TEXTO EXTRAÍDO:

Con análogo esmero se
ha de cultivar el diálogo ecuménico con los hermanos y hermanas de
la Comunión anglicana y de las Comunidades eclesiales nacidas de la
Reforma. La confrontación teológica sobre puntos esenciales de la fe
y de la moral cristiana, la colaboración en la caridad y, sobre todo,
el gran ecumenismo de la santidad, con la ayuda de Dios, producirán
sus frutos en el futuro. Entre tanto, continuemos con confianza en el
camino, anhelando el momento en que, con todos los discípulos de
Cristo sin excepción, podamos cantar juntos con voz clara: « Ved
qué dulzura, que delicia, convivir los hermanos unidos » (Sal
133,1).
Apostar por la caridad
49. A partir de la
comunión intraeclesial, la caridad se abre por su naturaleza al
servicio universal, proyectándonos hacia la práctica de un amor
activo y concreto con cada ser humano. Éste es un ámbito que
caracteriza de manera decisiva la vida cristiana, el estilo eclesial y
la programación pastoral. El siglo y el milenio que comienzan
tendrán que ver todavía, y es de desear que lo vean de modo
palpable, a qué grado de entrega puede llegar la caridad hacia los
más pobres. Si verdaderamente hemos partido de la contemplación de
Cristo, tenemos que saberlo descubrir sobre todo en el rostro de
aquellos con los que él mismo ha querido identificarse: « He tenido
hambre y me habéis dado de comer, he tenido sed y me habéis dado que
beber; fui forastero y me habéis hospedado; desnudo y me habéis
vestido, enfermo y me habéis visitado, encarcelado y habéis venido a
verme » (Mt 25,35-36). Esta página no es una simple invitación a la
caridad: es una página de cristología, que ilumina el misterio de
Cristo. Sobre esta página, la Iglesia comprueba su fidelidad como
Esposa de Cristo, no menos que sobre el ámbito de la ortodoxia.

CONSIGNAS DEL EJERCICIO:
a: En la cita de Mateo que aparece en el texto sobre la caridad y el diálogo ecuménico, anota todas las situaciones de necesidad que se mencionan.
b: Escribe cómo sigue el texto sobre la caridad y el diálogo ecuménico a partir de su última oración.

LÍNEAS DADAS:
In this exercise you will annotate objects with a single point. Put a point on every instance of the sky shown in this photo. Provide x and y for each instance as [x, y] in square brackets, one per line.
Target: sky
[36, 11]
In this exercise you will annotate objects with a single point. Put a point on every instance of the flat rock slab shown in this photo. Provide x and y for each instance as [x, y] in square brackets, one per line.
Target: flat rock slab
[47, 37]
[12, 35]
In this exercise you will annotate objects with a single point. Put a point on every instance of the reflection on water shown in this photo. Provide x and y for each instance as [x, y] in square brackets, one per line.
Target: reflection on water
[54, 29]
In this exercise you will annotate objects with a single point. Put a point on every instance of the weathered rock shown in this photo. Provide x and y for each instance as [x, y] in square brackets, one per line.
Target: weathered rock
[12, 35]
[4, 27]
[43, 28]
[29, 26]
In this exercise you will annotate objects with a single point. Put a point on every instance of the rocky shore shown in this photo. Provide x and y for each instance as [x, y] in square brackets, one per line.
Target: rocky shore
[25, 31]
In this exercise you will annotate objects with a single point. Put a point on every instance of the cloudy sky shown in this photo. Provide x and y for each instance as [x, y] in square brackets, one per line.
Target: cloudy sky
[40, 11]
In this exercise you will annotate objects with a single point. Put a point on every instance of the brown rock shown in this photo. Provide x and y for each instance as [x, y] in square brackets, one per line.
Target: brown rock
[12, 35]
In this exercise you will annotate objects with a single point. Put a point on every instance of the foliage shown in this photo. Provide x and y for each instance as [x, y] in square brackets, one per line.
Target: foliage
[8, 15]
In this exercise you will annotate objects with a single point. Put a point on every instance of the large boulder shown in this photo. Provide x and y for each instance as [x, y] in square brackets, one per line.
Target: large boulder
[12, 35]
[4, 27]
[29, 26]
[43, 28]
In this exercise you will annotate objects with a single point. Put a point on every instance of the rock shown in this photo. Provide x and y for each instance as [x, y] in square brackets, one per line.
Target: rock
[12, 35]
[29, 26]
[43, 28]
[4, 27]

RESPUESTAS:
a:
- hambre
- sed
- forastero
- desnudo
- enfermo
- encarcelado

b:
No debe olvidarse,
ciertamente, que nadie puede ser excluido de nuestro amor, desde el
momento que « con la encarnación el Hijo de Dios se ha unido en
cierto modo a cada hombre ».35 Ateniéndonos a las indiscutibles
palabras del Evangelio, en la persona de los pobres hay una presencia
especial suya, que impone a la Iglesia una opción preferencial por
ellos. Mediante esta opción, se testimonia el estilo del amor de
Dios, su providencia, su misericordia y, de alguna manera, se siembran
todavía en la historia aquellas semillas del Reino de Dios que Jesús
mismo dejó en su vida terrena atendiendo a cuantos recurrían a Él
para toda clase de necesidades espirituales y materiales.
50. En efecto, son
muchas en nuestro tiempo las necesidades que interpelan la
sensibilidad cristiana. Nuestro mundo empieza el nuevo milenio cargado
de las contradicciones de un crecimiento económico, cultural,
tecnológico, que ofrece a pocos afortunados grandes posibilidades,
dejando no sólo a millones y millones de personas al margen del
progreso, sino a vivir en condiciones de vida muy por debajo del
mínimo requerido por la dignidad humana. ¿Cómo es posible que, en
nuestro tiempo, haya todavía quien se muere de hambre; quién está
condenado al analfabetismo; quién carece de la asistencia médica
más elemental; quién no tiene techo donde cobijarse?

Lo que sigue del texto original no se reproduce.